● TEXT EXCERPT
--
It does everything a metal antenna can do and more, but it hasn't been adopted yet

2 min read
Graphene-based NFC antenna is flexible
Photo: Graphene Flagship

Graphene is a pure conductor, just like a metal, which has led researchers to examine applications like antennas to see if graphene could serve as a replacement.

Along this line of inquiry, researchers at the National Research Council Institute for Organic Synthesis and Photoreactivity (CNR-ISOF) in Italy, which is part of Europe’s Graphene Flagship,  have developed a graphene-based near-field communication (NFC) antenna. Unlike today’s NFC antennas their devices are flexibile and have greater durability.

These NFC antennas are a ubiquitous method for two electronic devices to transfer data to each other. Anytime you need a way to communicate a small amount of data over a relatively short distance wirelessly, a NFC antenna is probably involved. They are used in security cards, tracking of inventory and payment systems.

“A key target for modern technology is to replace metals with lighter, cheaper, less energy-consuming and better recyclable materials,” said Vincenzo Palermo, a scientist at CNR who led the research, in a press release. “Due to its unique combination of superior properties, graphene can be used to produce fully flexible NFC antennas.”
--
● GIVEN MATERIAL
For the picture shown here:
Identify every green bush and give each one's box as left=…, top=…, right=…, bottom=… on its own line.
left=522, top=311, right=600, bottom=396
--
● WORK TO COMPLETE
a. Repeat the graphene antenna article word for word from "Graphene is a" to "as a replacement.".
b. Answer these questions using the graphene antenna article:
(i) In which country is CNR-ISOF located?
(ii) Who led the research on the graphene-based NFC antenna?
(iii) What kind of conductor does the article call graphene?
c. In the graphene antenna article, list every quality that Palermo's quote says the materials replacing metals should have.
The listing is separate from the graphene antenna article.

● ANSWERS TO EACH TASK
a.
Graphene is a pure conductor, just like a metal, which has led researchers to examine applications like antennas to see if graphene could serve as a replacement.

b.
(i) Italy
(ii) Vincenzo Palermo
(iii) A pure conductor

c.
- Lighter
- Cheaper
- Less energy-consuming
- Better recyclable